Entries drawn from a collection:
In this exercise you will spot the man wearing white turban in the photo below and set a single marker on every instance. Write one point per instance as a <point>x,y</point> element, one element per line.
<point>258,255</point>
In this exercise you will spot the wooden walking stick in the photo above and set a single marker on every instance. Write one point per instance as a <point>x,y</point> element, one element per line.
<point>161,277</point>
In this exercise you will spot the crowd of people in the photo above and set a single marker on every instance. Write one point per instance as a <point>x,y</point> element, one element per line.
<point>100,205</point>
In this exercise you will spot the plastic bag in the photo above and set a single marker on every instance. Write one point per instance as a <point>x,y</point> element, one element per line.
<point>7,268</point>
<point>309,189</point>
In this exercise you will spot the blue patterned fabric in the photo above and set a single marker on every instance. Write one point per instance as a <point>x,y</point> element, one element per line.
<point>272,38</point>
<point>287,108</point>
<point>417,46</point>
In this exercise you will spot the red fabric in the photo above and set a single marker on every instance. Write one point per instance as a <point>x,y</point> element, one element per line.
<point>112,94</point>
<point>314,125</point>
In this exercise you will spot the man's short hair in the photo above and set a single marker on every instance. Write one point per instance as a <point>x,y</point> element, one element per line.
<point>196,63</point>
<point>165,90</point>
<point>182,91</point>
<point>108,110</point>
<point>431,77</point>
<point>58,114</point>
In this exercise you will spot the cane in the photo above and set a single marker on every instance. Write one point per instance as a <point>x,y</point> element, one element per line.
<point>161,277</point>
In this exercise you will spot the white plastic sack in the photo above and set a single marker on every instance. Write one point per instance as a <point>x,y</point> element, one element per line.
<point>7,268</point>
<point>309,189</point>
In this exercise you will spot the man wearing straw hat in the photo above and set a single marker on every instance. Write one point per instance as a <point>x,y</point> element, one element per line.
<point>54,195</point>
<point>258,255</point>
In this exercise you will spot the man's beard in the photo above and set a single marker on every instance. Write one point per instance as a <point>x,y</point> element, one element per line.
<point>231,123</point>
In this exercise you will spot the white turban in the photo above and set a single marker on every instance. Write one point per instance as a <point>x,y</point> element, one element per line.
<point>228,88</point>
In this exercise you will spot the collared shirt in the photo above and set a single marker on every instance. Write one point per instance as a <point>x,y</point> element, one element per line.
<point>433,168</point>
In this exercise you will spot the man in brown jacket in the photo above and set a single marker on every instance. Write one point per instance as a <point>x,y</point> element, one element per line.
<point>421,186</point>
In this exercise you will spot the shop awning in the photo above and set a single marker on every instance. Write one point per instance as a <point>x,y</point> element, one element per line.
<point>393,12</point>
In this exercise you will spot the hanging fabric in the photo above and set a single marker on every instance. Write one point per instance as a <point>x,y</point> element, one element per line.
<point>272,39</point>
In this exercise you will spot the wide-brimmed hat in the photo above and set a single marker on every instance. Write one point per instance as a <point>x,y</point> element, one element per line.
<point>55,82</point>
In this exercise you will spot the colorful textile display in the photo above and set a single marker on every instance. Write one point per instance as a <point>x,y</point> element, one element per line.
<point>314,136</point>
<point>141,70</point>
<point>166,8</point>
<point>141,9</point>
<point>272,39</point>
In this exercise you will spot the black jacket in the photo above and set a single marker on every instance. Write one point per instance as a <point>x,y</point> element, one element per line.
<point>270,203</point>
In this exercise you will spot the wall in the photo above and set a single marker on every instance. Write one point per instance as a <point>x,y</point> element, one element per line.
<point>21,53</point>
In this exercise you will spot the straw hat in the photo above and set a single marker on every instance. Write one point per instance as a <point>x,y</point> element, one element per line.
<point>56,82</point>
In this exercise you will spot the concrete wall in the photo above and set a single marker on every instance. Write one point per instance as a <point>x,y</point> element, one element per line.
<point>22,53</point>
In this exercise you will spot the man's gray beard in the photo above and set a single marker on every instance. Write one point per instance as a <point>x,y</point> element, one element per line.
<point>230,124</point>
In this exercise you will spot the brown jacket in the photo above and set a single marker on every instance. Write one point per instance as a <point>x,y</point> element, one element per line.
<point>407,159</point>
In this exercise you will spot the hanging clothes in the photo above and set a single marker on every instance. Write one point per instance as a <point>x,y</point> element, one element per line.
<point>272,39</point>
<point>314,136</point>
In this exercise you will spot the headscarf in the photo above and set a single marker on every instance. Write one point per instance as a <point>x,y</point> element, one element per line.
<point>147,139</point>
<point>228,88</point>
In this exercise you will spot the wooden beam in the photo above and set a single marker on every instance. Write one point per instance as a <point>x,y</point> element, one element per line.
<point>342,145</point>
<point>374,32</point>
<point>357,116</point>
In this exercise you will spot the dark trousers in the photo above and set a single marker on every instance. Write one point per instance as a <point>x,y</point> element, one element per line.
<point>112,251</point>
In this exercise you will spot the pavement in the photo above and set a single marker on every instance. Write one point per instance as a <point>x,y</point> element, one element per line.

--- Aim ---
Edit the material above so that "In this exercise you will spot" becomes "Your job is to find" throughout, and leave everything else unchanged.

--- Output of the task ---
Your job is to find the man wearing white turban in the photo below and set a single marker on every instance. Write one point per instance as a <point>x,y</point> element, one element per line.
<point>258,255</point>
Your job is to find the wooden walking stick in the photo above and set a single marker on every instance. Write one point per instance as a <point>x,y</point> element, one element per line.
<point>161,277</point>
Your job is to find the crowd of people in the photo above and set a single marker on every instance. Write one point per instance as a <point>x,y</point> element, one element per line.
<point>100,205</point>
Your job is to find the plastic bag in the photo above and set a single marker on every instance. Write one point per instance as a <point>x,y</point> element, one element per line.
<point>7,268</point>
<point>309,189</point>
Your job is to find the blue patterned fabric in the photo above and set a single marker on every instance. Write one point per instance as a <point>x,y</point> element, one element per line.
<point>272,38</point>
<point>287,108</point>
<point>417,46</point>
Your job is to find the red fabric in the photo above and set a single marker on every instance. Write one point per instance as a <point>x,y</point> element, one element per line.
<point>112,94</point>
<point>314,125</point>
Your job is to find the man's short hair in the photo above and set a single marker on every instance. Write one point per instance as a <point>x,y</point> element, one element per line.
<point>196,63</point>
<point>165,90</point>
<point>182,91</point>
<point>108,110</point>
<point>431,77</point>
<point>58,114</point>
Your job is to find the cane in the photo above and set a single marker on every instance. Write one point per instance as a <point>x,y</point> element, one element per line.
<point>161,277</point>
Your job is to find the white plastic sack in the photo above and set a single marker on every instance. Write one point per instance as a <point>x,y</point> element, one element per line.
<point>7,268</point>
<point>309,189</point>
Your job is to find the man wearing straw hat in the photo above and set a single marker on every instance. Write one point per instance as a <point>x,y</point> element, one element per line.
<point>54,195</point>
<point>258,255</point>
Your job is to find the man's beard in the photo above and set a single marker on every instance. Write one point per instance as a <point>x,y</point> element, one element per line.
<point>231,123</point>
Your job is to find the white turban in the photo above and set a single marker on every instance. Write one point per instance as a <point>x,y</point> element, one element per line.
<point>228,88</point>
Your job is to find the collared shirt in the photo above and set a single marker on every instance. Write one point per instance as a <point>x,y</point> element, one element per line.
<point>433,168</point>
Your job is to find the man in brown jacket in the photo above and set a single marker on every instance. Write one point per instance as a <point>x,y</point> element, one element per line.
<point>421,186</point>
Your job is to find the shop awning in the photo above and set a single marker on every instance. Write one point per instance as a <point>x,y</point> element, one element per line.
<point>393,12</point>
Your job is to find the hanging fabric in the photo above and set a single marker on every instance. Write one point per instance as a <point>x,y</point> element, one element per line.
<point>272,39</point>
Your job is to find the wide-brimmed hat in the photo above and set a single marker on every instance. Write one point per instance as a <point>x,y</point> element, one element per line.
<point>55,82</point>
Your job is to find the colorful textile display in the photo above and set a single marker on every instance. Write one point per instance as a <point>x,y</point> element, one element per line.
<point>314,136</point>
<point>141,70</point>
<point>166,8</point>
<point>141,9</point>
<point>272,39</point>
Your job is to find the black jacket in the photo above and set a single marker on every instance. Write one point per instance as a <point>x,y</point> element, one element per line.
<point>270,203</point>
Your job is to find the wall in the photo above and set a single marker on every instance. Write one point per instance as a <point>x,y</point> element, one element per line.
<point>21,53</point>
Your job is to find the straw hat in the photo above and set a single marker on every instance. Write one point per instance as a <point>x,y</point> element, one element per line.
<point>56,82</point>
Your job is to find the concrete wall in the photo above and set a single marker on every instance. Write one point per instance as a <point>x,y</point> element, one element per line.
<point>22,53</point>
Your job is to find the man's gray beard in the photo above and set a single marker on every instance. Write one point per instance as a <point>x,y</point> element, one element per line.
<point>230,124</point>
Your job is to find the brown jacket in the photo above and set a single marker on every instance. Write one point per instance as a <point>x,y</point> element, one element per line.
<point>407,159</point>
Your job is to find the hanging clothes in the photo above and set a single marker on every instance. Write one point per instance as a <point>x,y</point> element, one element per line.
<point>272,39</point>
<point>314,136</point>
Your job is to find the headscarf in the photo above and set a single marker on every instance. Write one point per instance as a <point>x,y</point> element, one element per line.
<point>147,139</point>
<point>228,88</point>
Your job is to find the wooden beam in the photo above and set a single marker on every instance. Write one point per instance as a <point>x,y</point> element, one element per line.
<point>342,145</point>
<point>374,32</point>
<point>357,116</point>
Your job is to find the dark trousers in the photo above and set a single marker on every instance. Write one point per instance as a <point>x,y</point> element, one element per line.
<point>112,251</point>
Your job is to find the pavement in the photo above and set a single marker on every instance. Write one point per instance as a <point>x,y</point> element, one element per line.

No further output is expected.